## start INFORMATION PROVIDED

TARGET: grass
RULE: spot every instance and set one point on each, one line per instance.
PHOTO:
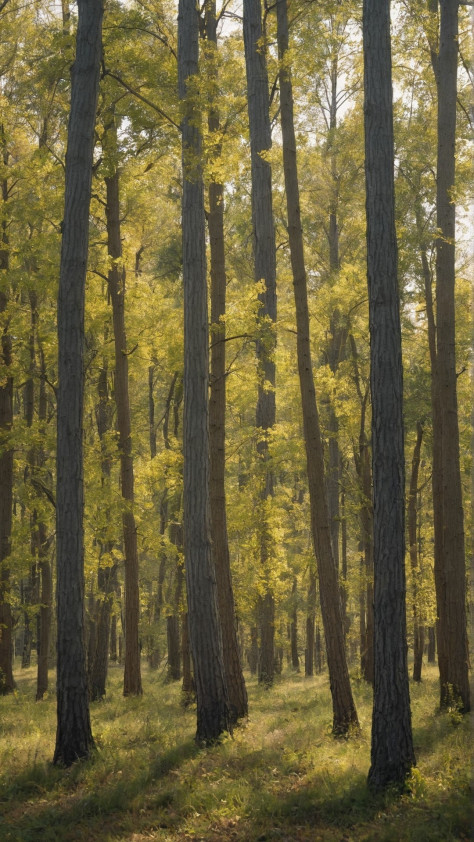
(282, 776)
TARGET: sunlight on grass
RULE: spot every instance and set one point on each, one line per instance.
(280, 776)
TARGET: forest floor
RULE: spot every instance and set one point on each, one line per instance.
(282, 776)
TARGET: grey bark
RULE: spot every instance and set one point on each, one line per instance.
(392, 754)
(204, 627)
(344, 711)
(412, 517)
(264, 270)
(116, 282)
(450, 561)
(74, 736)
(217, 403)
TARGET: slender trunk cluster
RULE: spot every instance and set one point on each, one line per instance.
(74, 736)
(450, 563)
(344, 711)
(204, 627)
(264, 271)
(392, 754)
(217, 402)
(116, 284)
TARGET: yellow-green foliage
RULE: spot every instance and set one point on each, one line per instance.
(281, 776)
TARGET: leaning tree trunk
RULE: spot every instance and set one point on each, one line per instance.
(107, 573)
(392, 754)
(204, 627)
(344, 711)
(7, 684)
(450, 562)
(217, 402)
(412, 517)
(74, 737)
(132, 684)
(265, 270)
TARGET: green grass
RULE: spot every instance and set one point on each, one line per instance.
(282, 776)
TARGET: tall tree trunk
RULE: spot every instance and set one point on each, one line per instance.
(344, 711)
(264, 270)
(392, 754)
(295, 661)
(132, 685)
(217, 402)
(7, 684)
(204, 627)
(450, 563)
(412, 512)
(106, 574)
(366, 546)
(74, 737)
(310, 620)
(46, 594)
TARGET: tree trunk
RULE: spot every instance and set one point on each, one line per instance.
(217, 403)
(132, 685)
(450, 564)
(204, 627)
(74, 736)
(412, 511)
(392, 754)
(295, 661)
(431, 645)
(264, 270)
(310, 620)
(7, 684)
(344, 712)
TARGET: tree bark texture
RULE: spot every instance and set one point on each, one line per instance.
(7, 684)
(412, 517)
(106, 574)
(450, 562)
(116, 282)
(344, 711)
(74, 736)
(204, 627)
(217, 404)
(392, 754)
(264, 270)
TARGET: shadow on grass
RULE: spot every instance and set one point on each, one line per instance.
(351, 811)
(77, 813)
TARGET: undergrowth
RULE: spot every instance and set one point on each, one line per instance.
(281, 776)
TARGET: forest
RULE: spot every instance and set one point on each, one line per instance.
(236, 419)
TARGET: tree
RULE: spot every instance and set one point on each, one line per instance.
(74, 736)
(116, 286)
(392, 754)
(7, 684)
(344, 712)
(264, 271)
(204, 629)
(217, 400)
(450, 562)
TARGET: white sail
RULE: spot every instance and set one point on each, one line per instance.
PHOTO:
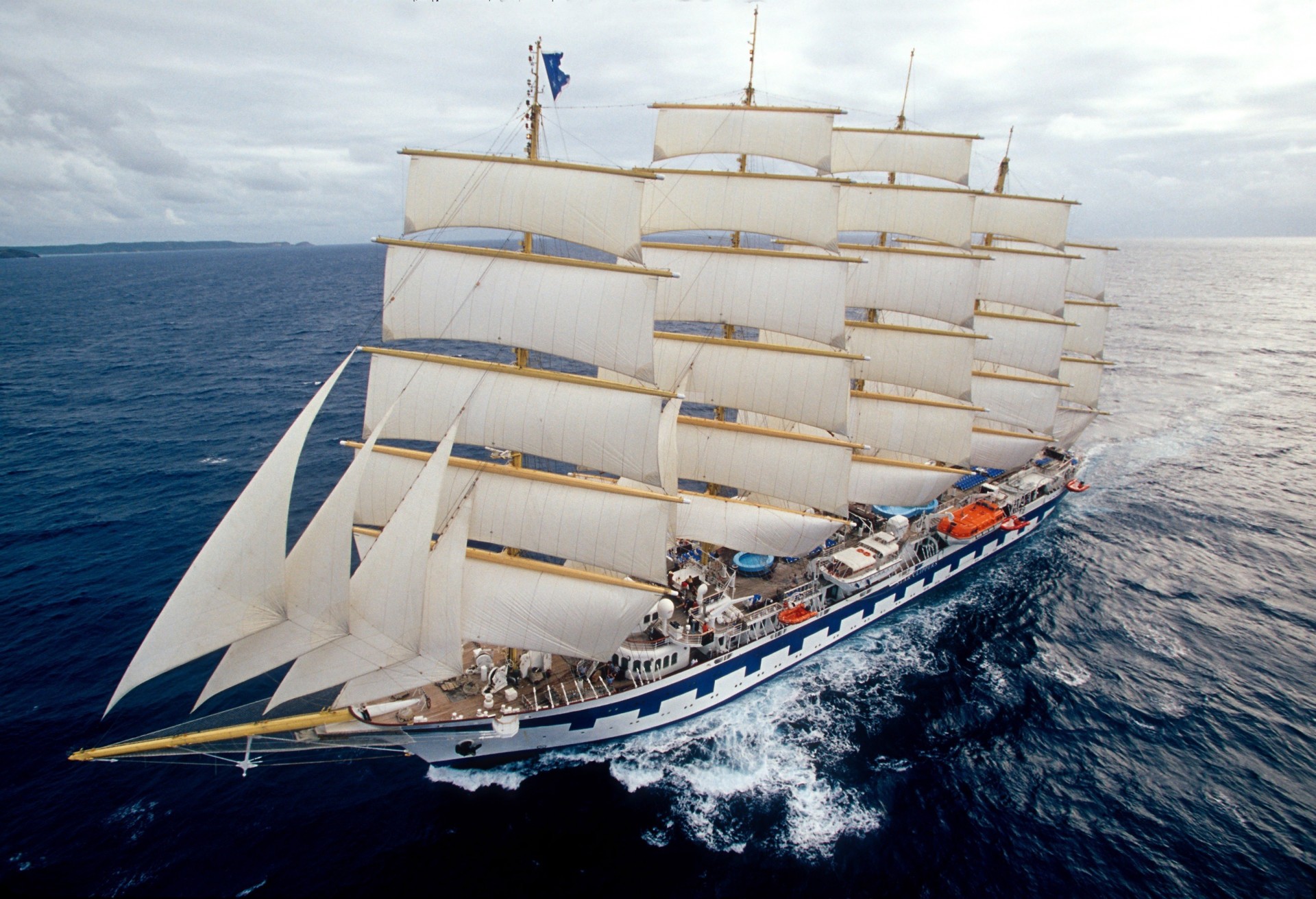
(589, 311)
(1025, 278)
(1018, 398)
(582, 204)
(1070, 423)
(1020, 339)
(938, 213)
(440, 647)
(569, 518)
(581, 420)
(1088, 339)
(890, 482)
(317, 578)
(929, 429)
(387, 594)
(511, 602)
(796, 468)
(791, 293)
(752, 527)
(1084, 378)
(234, 585)
(916, 153)
(1024, 217)
(935, 359)
(1087, 274)
(791, 382)
(795, 134)
(1003, 448)
(792, 207)
(921, 282)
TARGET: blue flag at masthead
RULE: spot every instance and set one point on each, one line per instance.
(559, 80)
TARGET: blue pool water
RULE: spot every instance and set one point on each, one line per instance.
(1121, 707)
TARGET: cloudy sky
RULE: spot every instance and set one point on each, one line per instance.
(260, 121)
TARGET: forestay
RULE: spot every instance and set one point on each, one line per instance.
(587, 311)
(1024, 217)
(581, 420)
(938, 213)
(809, 472)
(795, 134)
(569, 518)
(783, 206)
(236, 584)
(752, 527)
(916, 153)
(582, 204)
(791, 293)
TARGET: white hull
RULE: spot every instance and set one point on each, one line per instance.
(696, 690)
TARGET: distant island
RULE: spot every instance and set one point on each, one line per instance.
(144, 246)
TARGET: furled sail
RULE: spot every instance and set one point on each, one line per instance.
(935, 285)
(1024, 217)
(236, 584)
(894, 482)
(931, 429)
(579, 519)
(439, 651)
(792, 382)
(1004, 448)
(792, 207)
(1088, 337)
(1018, 398)
(752, 527)
(387, 595)
(590, 311)
(317, 588)
(935, 359)
(587, 422)
(796, 468)
(1020, 339)
(1025, 278)
(792, 133)
(938, 213)
(791, 293)
(1084, 379)
(517, 602)
(916, 153)
(583, 204)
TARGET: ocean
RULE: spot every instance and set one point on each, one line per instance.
(1123, 706)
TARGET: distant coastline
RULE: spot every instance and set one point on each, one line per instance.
(143, 246)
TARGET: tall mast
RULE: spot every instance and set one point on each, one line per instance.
(1001, 176)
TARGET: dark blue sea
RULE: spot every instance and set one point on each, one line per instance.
(1125, 706)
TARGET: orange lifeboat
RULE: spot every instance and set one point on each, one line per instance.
(795, 614)
(971, 520)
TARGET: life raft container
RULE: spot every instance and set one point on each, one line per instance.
(795, 614)
(971, 520)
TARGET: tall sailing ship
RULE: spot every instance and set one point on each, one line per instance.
(769, 409)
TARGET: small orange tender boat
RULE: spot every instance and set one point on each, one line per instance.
(795, 614)
(971, 520)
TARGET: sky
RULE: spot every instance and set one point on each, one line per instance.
(280, 121)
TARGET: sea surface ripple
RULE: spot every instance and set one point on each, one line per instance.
(1124, 706)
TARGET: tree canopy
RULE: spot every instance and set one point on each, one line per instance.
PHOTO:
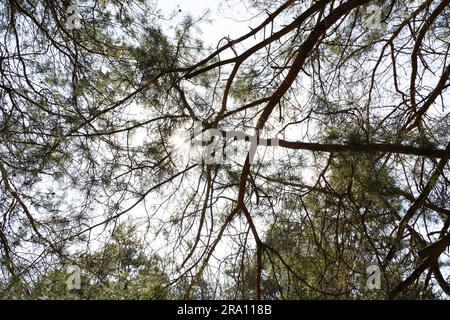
(328, 123)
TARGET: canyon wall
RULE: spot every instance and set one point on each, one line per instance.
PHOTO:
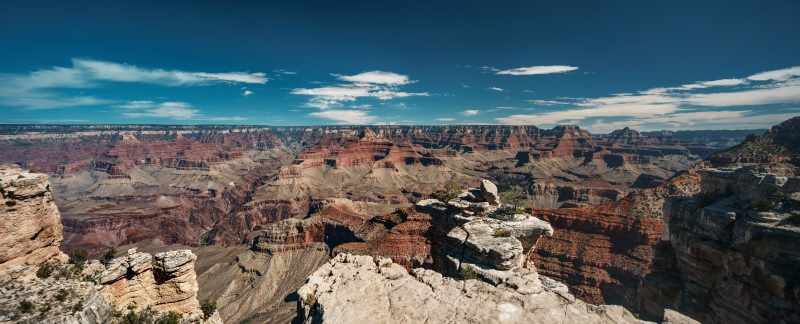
(37, 284)
(732, 250)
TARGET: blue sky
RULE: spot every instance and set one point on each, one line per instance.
(602, 65)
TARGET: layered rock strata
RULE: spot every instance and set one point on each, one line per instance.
(481, 235)
(29, 222)
(734, 250)
(38, 287)
(355, 289)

## end INFORMATION PROVIDED

_EXERCISE BRIEF:_
Copy out all of the data above line for line, with no changes, but omit the pictures.

_TASK RESPONSE:_
TARGET: grass
RULE: spot every instance and set one point on each, one line per instance.
PHOTO:
(282, 776)
TARGET: sunlight on grass
RULE: spot every instance and set one point on each, one line per instance.
(280, 776)
TARGET: forest floor
RULE: spot every instance and set one point on each, one line per instance.
(282, 776)
TARGET: grey bark
RULE: spot every instance and set one point on each, one line per instance.
(392, 754)
(204, 627)
(344, 711)
(412, 517)
(264, 270)
(116, 282)
(450, 561)
(74, 736)
(217, 403)
TARGET: slender trunk cluster
RULE: spot every instance and set one point on each, one line per instance.
(74, 736)
(450, 563)
(344, 711)
(204, 627)
(264, 271)
(392, 754)
(217, 402)
(116, 284)
TARGET: yellow-green foliage
RULE: spot every instance and set one point on each, one line per instance.
(281, 776)
TARGET: leaning tree trunk
RULE: spot every instance and set one point on each, one line per instance.
(107, 573)
(392, 754)
(204, 627)
(344, 711)
(7, 684)
(450, 562)
(217, 402)
(412, 517)
(74, 737)
(132, 684)
(265, 270)
TARGET: green grass
RULE: spot every instance and set one point on each, one line per instance.
(282, 776)
TARGET: tall tree trunk
RULE: spot every instance and set one point on each, one line per instance.
(344, 711)
(264, 270)
(392, 754)
(295, 661)
(132, 685)
(217, 402)
(7, 684)
(204, 627)
(450, 563)
(412, 512)
(106, 574)
(366, 546)
(74, 737)
(310, 620)
(46, 594)
TARGET: tree trunk
RULE: spot every instance and set one point on each, one line per instance.
(217, 403)
(132, 685)
(450, 564)
(204, 627)
(74, 736)
(412, 511)
(392, 754)
(295, 661)
(431, 645)
(264, 270)
(310, 620)
(7, 684)
(344, 712)
TARGET: tree bark texture
RULE: spot every instance and set one point on each, one line per instance.
(7, 684)
(412, 517)
(106, 574)
(450, 562)
(116, 282)
(344, 711)
(74, 736)
(204, 627)
(217, 404)
(392, 754)
(264, 270)
TARGET: shadow on grass
RULE: spot every instance and set one point on each, one line per instance.
(351, 811)
(77, 813)
TARGET: undergrowth
RULE: spot every instance and set one point on each, one line per instance.
(281, 776)
TARGET: forest
RULE: spot every instance and set one point on each, one line per instance.
(236, 419)
TARGET: tree
RULE: spot every instance and set one point on each, one line per instance.
(74, 736)
(116, 286)
(392, 754)
(7, 684)
(344, 712)
(264, 271)
(204, 629)
(217, 400)
(450, 562)
TARGET: white sail
RULE: spot every instance and set one point on each, one line per instance.
PHOTO:
(589, 311)
(1025, 278)
(1018, 398)
(582, 204)
(1070, 423)
(1020, 339)
(938, 213)
(440, 647)
(569, 518)
(581, 420)
(1088, 339)
(890, 482)
(317, 578)
(929, 429)
(387, 594)
(511, 602)
(796, 468)
(791, 293)
(752, 527)
(1084, 378)
(234, 585)
(916, 153)
(1024, 217)
(935, 359)
(1087, 274)
(791, 382)
(795, 134)
(1003, 448)
(792, 207)
(921, 282)
TARGET: blue flag at masthead
RULE: spot every instance and set one point on each, one line per instance.
(559, 80)
TARGET: blue pool water
RULE: spot every instance and set one point on each, one line per instance.
(1121, 707)
TARGET: cloudy sky
RULE: spot every instance and set one point on each, one line per instance.
(260, 121)
TARGET: forestay
RULE: spot every instance and set one point on each, one line per instance.
(587, 311)
(1024, 217)
(581, 420)
(938, 213)
(809, 472)
(795, 134)
(569, 518)
(783, 206)
(236, 584)
(752, 527)
(916, 153)
(582, 204)
(791, 293)
TARGET: white hull
RULE: spot every instance and set one point on each, one line per instance.
(696, 690)
TARGET: distant island
RULE: spot every instance and set one point on each, one line per instance.
(144, 246)
TARGET: furled sail
RULE: spot every instance and set one point on each, one line per instance.
(935, 285)
(1024, 217)
(236, 584)
(894, 482)
(931, 429)
(579, 519)
(439, 651)
(792, 382)
(1004, 448)
(792, 207)
(1088, 337)
(1018, 398)
(752, 527)
(387, 595)
(590, 311)
(317, 588)
(935, 359)
(587, 422)
(796, 468)
(1020, 339)
(1025, 278)
(792, 133)
(938, 213)
(791, 293)
(1084, 379)
(517, 602)
(916, 153)
(583, 204)
TARGET: ocean
RULE: spot every instance and set one point on each, one line per instance.
(1123, 706)
TARGET: distant coastline
RULE: spot every instance and set one point on each, one line per instance.
(143, 246)
TARGET: tall mast
RULE: spot every instance and set one point on each, one line per instance.
(1001, 176)
TARGET: dark blue sea
RULE: spot every instance and set one point on each, one line per instance.
(1125, 706)
TARGET: orange lifeboat
RULE: spot every instance and set one point on each, one line per instance.
(795, 614)
(971, 520)
TARGET: life raft container
RULE: spot every instance and set one point on each, one line per instance.
(795, 614)
(971, 520)
TARGET: tall sailing ship
RULE: spot every instance and set one point on each, one line per instance.
(769, 409)
TARGET: small orange tender boat
RULE: spot every instance and set one point on each, one line per instance.
(795, 614)
(971, 520)
TARGET: sky
RULE: spot every instance and set one point on each, one line per instance.
(280, 121)
TARGET: sea surface ripple
RULE: spot every instance and set one point on each, one line per instance.
(1124, 706)
TARGET: tree canopy
RULE: spot every instance and set one point on each, one line per instance.
PHOTO:
(328, 123)
TARGET: canyon wall
RULE: spot every instance and set one point on each, one line per instance.
PHOTO:
(37, 284)
(732, 250)
TARGET: blue sky
RULE: spot every instance and set one point on each, one line per instance.
(602, 65)
TARGET: layered rock strata
RULE: spot every instance and set one point on each, one line per instance.
(481, 235)
(29, 222)
(734, 250)
(38, 287)
(355, 289)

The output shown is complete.